- [To do] Which lines run from the one containing "Each instance of the pot" to the end of the entries? Quote them exactly, and nothing else.

- [Source records]
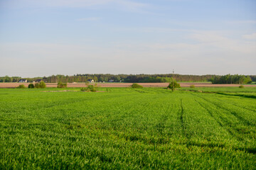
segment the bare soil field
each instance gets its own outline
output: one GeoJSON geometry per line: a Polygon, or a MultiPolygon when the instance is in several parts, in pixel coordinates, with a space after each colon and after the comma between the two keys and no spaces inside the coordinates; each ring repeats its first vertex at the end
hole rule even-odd
{"type": "MultiPolygon", "coordinates": [[[[26,87],[30,83],[0,83],[0,88],[16,88],[20,84],[24,84],[26,87]]],[[[180,83],[181,87],[189,87],[193,84],[196,87],[228,87],[239,86],[240,84],[211,84],[210,83],[180,83]]],[[[132,83],[98,83],[101,87],[129,87],[132,83]]],[[[139,83],[144,87],[166,87],[169,83],[139,83]]],[[[256,87],[256,85],[244,85],[245,86],[256,87]]],[[[57,87],[57,83],[46,83],[47,87],[57,87]]],[[[68,87],[85,87],[85,83],[68,83],[68,87]]]]}

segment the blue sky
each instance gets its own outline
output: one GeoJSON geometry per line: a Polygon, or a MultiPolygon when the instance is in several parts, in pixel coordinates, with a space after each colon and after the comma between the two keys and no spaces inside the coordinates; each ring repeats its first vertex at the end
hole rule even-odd
{"type": "Polygon", "coordinates": [[[0,0],[0,76],[256,74],[254,0],[0,0]]]}

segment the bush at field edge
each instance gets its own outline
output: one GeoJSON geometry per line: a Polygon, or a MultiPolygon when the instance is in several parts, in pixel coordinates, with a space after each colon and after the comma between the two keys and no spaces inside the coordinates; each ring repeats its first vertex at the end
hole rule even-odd
{"type": "Polygon", "coordinates": [[[138,84],[132,84],[131,86],[132,86],[132,88],[143,88],[142,86],[141,86],[138,84]]]}

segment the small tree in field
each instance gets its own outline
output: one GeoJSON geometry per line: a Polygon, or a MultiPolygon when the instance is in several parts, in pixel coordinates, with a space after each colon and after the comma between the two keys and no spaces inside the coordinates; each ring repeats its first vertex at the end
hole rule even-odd
{"type": "Polygon", "coordinates": [[[177,83],[175,79],[171,79],[169,85],[167,86],[167,89],[171,89],[172,91],[174,91],[175,88],[181,88],[181,84],[177,83]]]}
{"type": "Polygon", "coordinates": [[[44,89],[44,88],[46,88],[46,83],[43,82],[43,81],[40,81],[40,83],[39,83],[39,87],[40,87],[41,89],[44,89]]]}
{"type": "Polygon", "coordinates": [[[92,91],[92,92],[96,92],[97,90],[97,84],[89,84],[88,83],[86,83],[85,85],[87,86],[87,87],[82,87],[81,88],[81,91],[92,91]]]}
{"type": "Polygon", "coordinates": [[[35,87],[36,89],[39,89],[39,88],[40,88],[39,84],[38,84],[38,83],[36,83],[34,87],[35,87]]]}
{"type": "Polygon", "coordinates": [[[26,89],[26,86],[24,86],[24,84],[21,84],[17,88],[18,89],[26,89]]]}
{"type": "Polygon", "coordinates": [[[33,84],[30,84],[29,85],[28,85],[28,89],[34,89],[34,85],[33,84]]]}
{"type": "Polygon", "coordinates": [[[58,83],[57,88],[66,88],[66,87],[67,87],[67,83],[62,83],[62,82],[58,83]]]}

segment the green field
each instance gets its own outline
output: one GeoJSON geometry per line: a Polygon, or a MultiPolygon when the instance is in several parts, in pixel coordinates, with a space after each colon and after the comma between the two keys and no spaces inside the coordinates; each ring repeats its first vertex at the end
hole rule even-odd
{"type": "Polygon", "coordinates": [[[256,88],[0,89],[0,169],[256,169],[256,88]]]}

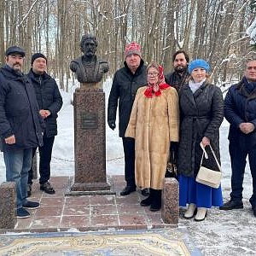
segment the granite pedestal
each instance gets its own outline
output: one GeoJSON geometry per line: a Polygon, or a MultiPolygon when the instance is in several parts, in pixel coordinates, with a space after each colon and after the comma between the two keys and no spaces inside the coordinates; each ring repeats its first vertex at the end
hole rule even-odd
{"type": "Polygon", "coordinates": [[[177,224],[178,207],[178,182],[174,177],[163,179],[162,190],[162,219],[166,224],[177,224]]]}
{"type": "Polygon", "coordinates": [[[81,84],[73,104],[75,175],[71,195],[111,193],[106,176],[105,93],[96,84],[81,84]]]}
{"type": "Polygon", "coordinates": [[[0,229],[14,229],[16,222],[16,186],[14,182],[0,185],[0,229]]]}

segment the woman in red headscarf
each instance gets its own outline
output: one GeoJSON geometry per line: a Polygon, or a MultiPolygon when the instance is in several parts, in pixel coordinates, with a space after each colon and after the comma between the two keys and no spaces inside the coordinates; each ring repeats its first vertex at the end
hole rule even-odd
{"type": "Polygon", "coordinates": [[[150,188],[141,206],[150,206],[155,212],[161,208],[170,143],[178,142],[178,96],[166,84],[163,68],[155,62],[147,67],[147,81],[137,92],[125,137],[135,138],[137,186],[150,188]]]}

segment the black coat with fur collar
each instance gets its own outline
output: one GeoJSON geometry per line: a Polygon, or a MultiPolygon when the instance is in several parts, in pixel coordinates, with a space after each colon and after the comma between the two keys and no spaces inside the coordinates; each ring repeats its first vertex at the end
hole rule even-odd
{"type": "MultiPolygon", "coordinates": [[[[178,172],[186,177],[196,177],[202,155],[200,147],[203,137],[219,156],[219,126],[224,118],[224,100],[220,89],[208,82],[193,94],[189,84],[180,90],[180,143],[178,148],[178,172]]],[[[205,166],[216,167],[209,147],[209,160],[205,166]]]]}

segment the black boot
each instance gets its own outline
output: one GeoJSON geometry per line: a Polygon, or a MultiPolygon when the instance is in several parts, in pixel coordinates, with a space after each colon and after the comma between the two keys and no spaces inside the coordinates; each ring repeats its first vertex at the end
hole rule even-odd
{"type": "Polygon", "coordinates": [[[151,212],[157,212],[161,208],[161,195],[162,190],[152,189],[153,190],[153,201],[149,210],[151,212]]]}
{"type": "Polygon", "coordinates": [[[149,207],[153,201],[153,193],[152,189],[149,189],[149,195],[146,198],[141,201],[141,207],[149,207]]]}

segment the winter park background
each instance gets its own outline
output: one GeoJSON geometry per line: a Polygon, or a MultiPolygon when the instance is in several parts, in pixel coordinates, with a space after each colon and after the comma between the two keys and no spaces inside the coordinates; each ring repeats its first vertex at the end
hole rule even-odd
{"type": "MultiPolygon", "coordinates": [[[[106,108],[112,79],[103,85],[106,94],[106,108]]],[[[61,90],[63,107],[59,113],[58,135],[55,137],[51,161],[52,176],[73,176],[73,93],[61,90]]],[[[106,110],[107,113],[107,110],[106,110]]],[[[118,125],[118,120],[117,120],[118,125]]],[[[229,124],[224,120],[220,128],[220,149],[223,168],[223,195],[224,201],[230,192],[230,163],[228,153],[229,124]]],[[[107,174],[124,174],[124,156],[118,127],[112,131],[106,126],[107,174]]],[[[84,145],[86,150],[86,145],[84,145]]],[[[3,153],[0,154],[0,182],[5,180],[3,153]]],[[[201,223],[179,218],[178,228],[188,230],[195,244],[204,255],[256,255],[256,218],[251,211],[248,200],[252,194],[252,177],[247,166],[244,179],[243,210],[208,211],[205,221],[201,223]]],[[[183,210],[182,210],[183,211],[183,210]]]]}

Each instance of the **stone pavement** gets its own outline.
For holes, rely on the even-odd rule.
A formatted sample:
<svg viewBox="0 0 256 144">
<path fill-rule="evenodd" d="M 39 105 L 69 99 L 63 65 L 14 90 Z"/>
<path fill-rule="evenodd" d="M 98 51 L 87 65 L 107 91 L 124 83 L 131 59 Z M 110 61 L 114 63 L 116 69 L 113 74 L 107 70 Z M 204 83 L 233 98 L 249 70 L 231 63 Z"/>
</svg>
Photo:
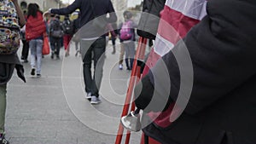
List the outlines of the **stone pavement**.
<svg viewBox="0 0 256 144">
<path fill-rule="evenodd" d="M 6 113 L 10 144 L 114 143 L 131 72 L 117 68 L 119 44 L 117 53 L 111 52 L 109 43 L 100 92 L 102 102 L 96 106 L 84 98 L 81 57 L 74 56 L 73 43 L 67 58 L 63 49 L 61 60 L 44 56 L 41 78 L 31 77 L 29 63 L 24 63 L 26 84 L 15 72 L 8 85 Z M 140 143 L 140 137 L 141 132 L 132 133 L 130 143 Z"/>
</svg>

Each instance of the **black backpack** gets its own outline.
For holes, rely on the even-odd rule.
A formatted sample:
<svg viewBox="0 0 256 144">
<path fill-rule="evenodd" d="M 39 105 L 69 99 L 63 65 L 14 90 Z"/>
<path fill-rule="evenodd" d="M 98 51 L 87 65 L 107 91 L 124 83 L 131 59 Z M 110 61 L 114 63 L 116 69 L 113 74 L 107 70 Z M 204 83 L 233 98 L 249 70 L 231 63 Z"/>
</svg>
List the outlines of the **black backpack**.
<svg viewBox="0 0 256 144">
<path fill-rule="evenodd" d="M 49 22 L 49 36 L 56 38 L 62 37 L 64 32 L 59 20 L 52 20 Z"/>
<path fill-rule="evenodd" d="M 66 34 L 73 35 L 74 33 L 73 22 L 69 19 L 67 19 L 63 21 L 63 30 Z"/>
</svg>

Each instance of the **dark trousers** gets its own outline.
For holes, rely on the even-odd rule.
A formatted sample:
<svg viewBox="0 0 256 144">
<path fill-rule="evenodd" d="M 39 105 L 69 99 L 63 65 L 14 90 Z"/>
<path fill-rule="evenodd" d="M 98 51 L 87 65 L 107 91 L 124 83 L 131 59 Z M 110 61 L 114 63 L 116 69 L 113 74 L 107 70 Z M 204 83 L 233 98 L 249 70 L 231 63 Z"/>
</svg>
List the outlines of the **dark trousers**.
<svg viewBox="0 0 256 144">
<path fill-rule="evenodd" d="M 29 42 L 26 40 L 22 40 L 23 47 L 21 51 L 21 58 L 22 60 L 27 60 L 28 51 L 29 51 Z"/>
<path fill-rule="evenodd" d="M 81 53 L 84 62 L 84 80 L 85 91 L 91 95 L 99 96 L 99 89 L 103 76 L 105 60 L 106 38 L 100 37 L 95 41 L 81 40 Z M 91 63 L 94 64 L 94 73 L 91 75 Z"/>
<path fill-rule="evenodd" d="M 50 37 L 49 37 L 49 42 L 50 42 L 50 49 L 51 52 L 53 54 L 55 54 L 57 56 L 60 55 L 60 49 L 61 45 L 61 38 L 56 38 Z"/>
</svg>

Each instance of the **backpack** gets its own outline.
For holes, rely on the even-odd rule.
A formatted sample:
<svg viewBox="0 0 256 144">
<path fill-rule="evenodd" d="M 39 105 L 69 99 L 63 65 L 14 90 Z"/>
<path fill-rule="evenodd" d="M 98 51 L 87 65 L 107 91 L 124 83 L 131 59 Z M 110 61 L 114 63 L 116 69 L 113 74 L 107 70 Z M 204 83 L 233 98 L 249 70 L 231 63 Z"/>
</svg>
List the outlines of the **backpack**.
<svg viewBox="0 0 256 144">
<path fill-rule="evenodd" d="M 129 40 L 132 37 L 132 21 L 127 20 L 123 23 L 121 30 L 120 30 L 120 39 L 122 40 Z"/>
<path fill-rule="evenodd" d="M 66 34 L 73 34 L 74 33 L 74 26 L 73 21 L 70 20 L 65 20 L 63 21 L 63 29 Z"/>
<path fill-rule="evenodd" d="M 49 36 L 61 38 L 64 35 L 62 31 L 61 21 L 59 20 L 53 20 L 49 23 Z"/>
<path fill-rule="evenodd" d="M 0 1 L 0 55 L 15 54 L 20 48 L 20 26 L 15 4 Z"/>
</svg>

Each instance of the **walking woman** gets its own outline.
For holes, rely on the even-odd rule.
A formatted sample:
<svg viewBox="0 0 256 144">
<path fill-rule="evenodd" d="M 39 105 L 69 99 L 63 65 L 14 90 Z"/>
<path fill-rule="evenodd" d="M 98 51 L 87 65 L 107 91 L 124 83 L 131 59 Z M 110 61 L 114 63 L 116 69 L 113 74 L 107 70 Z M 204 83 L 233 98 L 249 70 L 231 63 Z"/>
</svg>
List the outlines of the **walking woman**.
<svg viewBox="0 0 256 144">
<path fill-rule="evenodd" d="M 28 5 L 27 21 L 26 24 L 26 39 L 29 41 L 31 52 L 31 75 L 41 76 L 41 60 L 43 33 L 46 32 L 43 14 L 36 3 Z"/>
<path fill-rule="evenodd" d="M 0 1 L 0 4 L 2 5 L 1 10 L 12 9 L 10 14 L 16 17 L 16 14 L 19 19 L 20 26 L 23 26 L 25 25 L 25 18 L 23 13 L 18 4 L 18 0 L 12 0 L 14 4 L 9 4 L 9 1 L 2 0 Z M 10 7 L 9 9 L 8 7 Z M 15 14 L 16 13 L 16 14 Z M 13 25 L 13 21 L 4 21 L 7 25 Z M 1 33 L 4 34 L 4 33 Z M 7 33 L 5 33 L 7 34 Z M 7 83 L 11 78 L 14 70 L 16 68 L 18 76 L 24 81 L 25 78 L 23 75 L 24 69 L 19 57 L 16 53 L 9 54 L 9 55 L 3 55 L 0 54 L 0 144 L 9 144 L 8 140 L 4 137 L 4 124 L 5 124 L 5 112 L 6 112 L 6 89 L 7 89 Z"/>
</svg>

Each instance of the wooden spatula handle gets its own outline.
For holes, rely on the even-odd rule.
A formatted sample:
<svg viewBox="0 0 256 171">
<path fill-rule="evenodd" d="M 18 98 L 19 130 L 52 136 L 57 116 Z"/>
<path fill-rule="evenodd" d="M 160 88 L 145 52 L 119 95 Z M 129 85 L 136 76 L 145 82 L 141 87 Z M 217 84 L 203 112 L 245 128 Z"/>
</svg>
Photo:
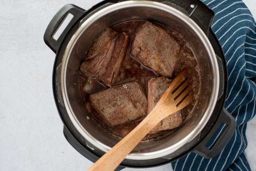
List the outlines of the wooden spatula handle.
<svg viewBox="0 0 256 171">
<path fill-rule="evenodd" d="M 148 116 L 104 154 L 87 171 L 112 171 L 121 163 L 140 140 L 162 119 L 155 118 L 153 110 Z"/>
</svg>

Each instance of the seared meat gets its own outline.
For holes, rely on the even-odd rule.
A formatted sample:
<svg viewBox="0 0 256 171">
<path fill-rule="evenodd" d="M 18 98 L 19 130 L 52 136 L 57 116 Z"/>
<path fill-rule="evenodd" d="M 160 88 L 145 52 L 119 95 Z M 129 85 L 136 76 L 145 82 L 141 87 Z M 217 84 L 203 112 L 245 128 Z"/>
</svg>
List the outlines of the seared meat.
<svg viewBox="0 0 256 171">
<path fill-rule="evenodd" d="M 162 96 L 169 87 L 172 80 L 161 77 L 151 78 L 148 83 L 148 114 L 154 107 Z M 171 130 L 182 124 L 180 110 L 167 116 L 160 122 L 151 131 L 150 133 Z"/>
<path fill-rule="evenodd" d="M 90 47 L 87 58 L 80 67 L 86 76 L 96 77 L 105 85 L 111 87 L 120 68 L 128 42 L 125 33 L 118 34 L 107 29 Z"/>
<path fill-rule="evenodd" d="M 131 54 L 157 74 L 171 77 L 180 46 L 163 29 L 146 21 L 136 33 Z"/>
<path fill-rule="evenodd" d="M 136 81 L 128 82 L 91 95 L 94 109 L 113 127 L 147 114 L 147 98 Z"/>
</svg>

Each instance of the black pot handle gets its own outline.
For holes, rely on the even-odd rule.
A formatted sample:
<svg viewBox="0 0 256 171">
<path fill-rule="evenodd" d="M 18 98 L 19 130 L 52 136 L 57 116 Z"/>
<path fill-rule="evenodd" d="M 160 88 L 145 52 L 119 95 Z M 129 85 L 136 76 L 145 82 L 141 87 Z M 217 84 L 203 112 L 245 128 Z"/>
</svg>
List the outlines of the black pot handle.
<svg viewBox="0 0 256 171">
<path fill-rule="evenodd" d="M 215 13 L 201 0 L 162 0 L 161 3 L 171 6 L 188 15 L 208 36 Z"/>
<path fill-rule="evenodd" d="M 226 126 L 214 142 L 211 142 L 211 147 L 207 147 L 207 143 L 223 123 Z M 236 122 L 235 118 L 226 109 L 223 108 L 212 130 L 202 142 L 193 150 L 193 152 L 207 158 L 211 158 L 218 154 L 224 148 L 232 137 Z"/>
<path fill-rule="evenodd" d="M 90 160 L 91 162 L 95 162 L 99 159 L 99 157 L 94 154 L 88 149 L 81 145 L 72 134 L 68 128 L 65 125 L 63 128 L 63 134 L 67 142 L 80 154 Z M 125 168 L 124 166 L 119 165 L 115 171 L 119 171 Z"/>
<path fill-rule="evenodd" d="M 58 50 L 65 37 L 72 26 L 84 14 L 85 10 L 73 4 L 67 4 L 55 14 L 48 25 L 44 35 L 44 40 L 45 43 L 55 52 Z M 69 13 L 73 16 L 59 37 L 56 40 L 52 37 Z"/>
</svg>

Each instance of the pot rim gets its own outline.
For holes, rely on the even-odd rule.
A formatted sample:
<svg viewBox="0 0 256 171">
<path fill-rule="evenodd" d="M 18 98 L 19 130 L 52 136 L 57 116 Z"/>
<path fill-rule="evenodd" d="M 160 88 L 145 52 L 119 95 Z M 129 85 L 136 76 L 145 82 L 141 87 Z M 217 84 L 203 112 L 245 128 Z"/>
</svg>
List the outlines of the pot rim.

- [Correct output]
Each instance of the pot rim gets its own outline.
For holes, rely on the even-odd rule.
A formatted sample:
<svg viewBox="0 0 256 171">
<path fill-rule="evenodd" d="M 18 98 L 19 130 L 52 136 L 57 116 Z"/>
<path fill-rule="evenodd" d="M 160 88 L 145 52 L 119 95 Z M 129 85 L 136 76 L 145 82 L 141 87 Z M 217 84 L 203 112 L 245 128 Z"/>
</svg>
List the outlines of the pot rim.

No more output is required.